#### Listed entries
************

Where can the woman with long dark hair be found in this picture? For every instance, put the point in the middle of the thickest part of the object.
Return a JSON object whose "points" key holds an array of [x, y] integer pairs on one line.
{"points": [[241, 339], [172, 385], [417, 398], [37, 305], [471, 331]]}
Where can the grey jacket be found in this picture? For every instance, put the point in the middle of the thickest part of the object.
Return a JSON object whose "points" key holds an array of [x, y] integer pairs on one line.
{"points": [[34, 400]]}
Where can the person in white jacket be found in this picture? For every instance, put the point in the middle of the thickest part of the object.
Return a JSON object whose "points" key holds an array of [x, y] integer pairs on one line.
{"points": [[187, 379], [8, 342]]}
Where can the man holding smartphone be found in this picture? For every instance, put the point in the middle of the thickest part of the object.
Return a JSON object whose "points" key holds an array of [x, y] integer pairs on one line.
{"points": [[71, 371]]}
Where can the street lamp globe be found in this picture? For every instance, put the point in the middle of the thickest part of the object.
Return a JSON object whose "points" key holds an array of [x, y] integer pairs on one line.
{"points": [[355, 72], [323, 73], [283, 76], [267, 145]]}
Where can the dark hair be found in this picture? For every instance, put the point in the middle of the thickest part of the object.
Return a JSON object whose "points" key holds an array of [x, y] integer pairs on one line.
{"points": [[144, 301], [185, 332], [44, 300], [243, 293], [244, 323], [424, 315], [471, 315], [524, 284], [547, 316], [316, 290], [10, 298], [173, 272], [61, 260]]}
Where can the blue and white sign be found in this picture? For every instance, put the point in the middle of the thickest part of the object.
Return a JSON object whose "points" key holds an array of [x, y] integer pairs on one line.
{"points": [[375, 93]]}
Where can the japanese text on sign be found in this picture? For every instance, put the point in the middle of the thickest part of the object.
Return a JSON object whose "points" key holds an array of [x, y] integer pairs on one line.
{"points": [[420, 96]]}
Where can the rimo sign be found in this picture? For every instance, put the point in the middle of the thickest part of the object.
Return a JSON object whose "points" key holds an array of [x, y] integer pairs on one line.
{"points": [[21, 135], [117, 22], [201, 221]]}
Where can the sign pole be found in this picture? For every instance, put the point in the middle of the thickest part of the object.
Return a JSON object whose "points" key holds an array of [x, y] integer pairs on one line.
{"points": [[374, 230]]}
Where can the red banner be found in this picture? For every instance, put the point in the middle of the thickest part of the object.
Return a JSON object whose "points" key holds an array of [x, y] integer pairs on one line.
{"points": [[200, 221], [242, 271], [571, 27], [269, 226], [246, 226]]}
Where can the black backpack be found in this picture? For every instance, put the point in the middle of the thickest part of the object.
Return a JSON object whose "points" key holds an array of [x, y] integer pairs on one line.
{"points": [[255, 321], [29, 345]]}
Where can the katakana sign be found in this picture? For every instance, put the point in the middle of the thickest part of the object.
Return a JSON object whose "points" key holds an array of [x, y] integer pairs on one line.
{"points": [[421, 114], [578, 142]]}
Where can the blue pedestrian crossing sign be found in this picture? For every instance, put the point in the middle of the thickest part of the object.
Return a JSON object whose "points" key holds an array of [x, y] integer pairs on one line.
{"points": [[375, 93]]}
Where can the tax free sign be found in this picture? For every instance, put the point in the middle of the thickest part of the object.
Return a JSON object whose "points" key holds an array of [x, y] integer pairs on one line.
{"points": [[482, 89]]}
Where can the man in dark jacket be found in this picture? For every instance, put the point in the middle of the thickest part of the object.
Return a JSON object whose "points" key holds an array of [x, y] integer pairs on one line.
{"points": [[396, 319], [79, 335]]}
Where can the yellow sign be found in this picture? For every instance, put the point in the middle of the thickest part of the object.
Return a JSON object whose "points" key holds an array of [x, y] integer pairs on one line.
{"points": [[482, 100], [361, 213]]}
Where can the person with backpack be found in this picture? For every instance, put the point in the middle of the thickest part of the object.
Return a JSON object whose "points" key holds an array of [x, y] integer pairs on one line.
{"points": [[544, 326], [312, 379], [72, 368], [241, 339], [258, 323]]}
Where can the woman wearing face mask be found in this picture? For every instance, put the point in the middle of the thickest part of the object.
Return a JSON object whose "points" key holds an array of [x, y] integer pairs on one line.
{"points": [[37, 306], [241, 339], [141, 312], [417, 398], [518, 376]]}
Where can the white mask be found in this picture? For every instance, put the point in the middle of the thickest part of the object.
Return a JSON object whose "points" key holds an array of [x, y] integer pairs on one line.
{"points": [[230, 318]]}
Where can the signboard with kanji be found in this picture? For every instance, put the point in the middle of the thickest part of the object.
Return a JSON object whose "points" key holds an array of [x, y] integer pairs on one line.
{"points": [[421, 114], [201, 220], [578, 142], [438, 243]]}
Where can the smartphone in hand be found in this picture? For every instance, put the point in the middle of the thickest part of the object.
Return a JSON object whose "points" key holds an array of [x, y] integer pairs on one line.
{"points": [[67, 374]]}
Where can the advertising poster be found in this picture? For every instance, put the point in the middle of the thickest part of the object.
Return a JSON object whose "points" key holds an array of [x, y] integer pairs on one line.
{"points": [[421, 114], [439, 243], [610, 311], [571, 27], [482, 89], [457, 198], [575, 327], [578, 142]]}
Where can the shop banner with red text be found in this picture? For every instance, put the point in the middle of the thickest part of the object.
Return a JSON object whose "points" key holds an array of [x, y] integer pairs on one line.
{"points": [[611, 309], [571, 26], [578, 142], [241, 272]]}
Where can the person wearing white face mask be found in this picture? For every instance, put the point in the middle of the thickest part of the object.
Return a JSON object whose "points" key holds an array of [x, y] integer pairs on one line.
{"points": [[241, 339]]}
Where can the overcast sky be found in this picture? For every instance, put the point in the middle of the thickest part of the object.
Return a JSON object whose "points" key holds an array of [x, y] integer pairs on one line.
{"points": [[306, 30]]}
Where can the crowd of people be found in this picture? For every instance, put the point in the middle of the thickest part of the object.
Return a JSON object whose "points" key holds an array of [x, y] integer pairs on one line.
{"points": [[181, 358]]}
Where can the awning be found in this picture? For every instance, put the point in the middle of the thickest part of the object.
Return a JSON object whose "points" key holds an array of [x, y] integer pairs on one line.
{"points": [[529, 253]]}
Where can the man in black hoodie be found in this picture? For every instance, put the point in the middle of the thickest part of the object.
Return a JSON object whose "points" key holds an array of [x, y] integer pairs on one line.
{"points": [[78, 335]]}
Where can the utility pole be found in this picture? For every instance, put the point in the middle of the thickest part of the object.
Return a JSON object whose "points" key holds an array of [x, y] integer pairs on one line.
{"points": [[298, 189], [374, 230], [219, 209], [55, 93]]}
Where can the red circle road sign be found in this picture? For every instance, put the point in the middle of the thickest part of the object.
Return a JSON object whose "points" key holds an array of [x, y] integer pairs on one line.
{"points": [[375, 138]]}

************

#### Objective
Extract every line from the one containing "Where can the crowd" through the last line of the data, inclusive, exactly as written.

#### Solution for this exercise
Where can the crowd of people be found in this picture? For every instance, put the point in the middle of the thickest part of the object.
Return a JSON object whose "points" key holds an array of [x, y] integer pairs on one line.
{"points": [[181, 358]]}
Where can the awning be found in this picture? For every instance, put the point in the middle of the thickest part of the object.
Return a JSON object whose "points" key holds an array of [x, y] integer pairs on one line.
{"points": [[529, 253]]}
Where can the man in black hoodie be found in this picture? For every instance, put the point in the middle of the thickest part of the object.
Return a JSON object whose "points" key holds an array of [x, y] integer pairs on one line.
{"points": [[78, 335]]}
Where can the utility pole be found in this picture? For every instance, put the point in the middle of the thickest part of the object.
Return a JSON object whose "points" key holds an array of [x, y] integer pairs on one line.
{"points": [[298, 189], [374, 230], [219, 209], [55, 93]]}
Where can the red circle road sign be found in this picture? For every instance, put the point in the middle of the thickest part of the object.
Return a JSON object whose "points" key holds an array of [x, y] integer pairs on one line.
{"points": [[375, 138]]}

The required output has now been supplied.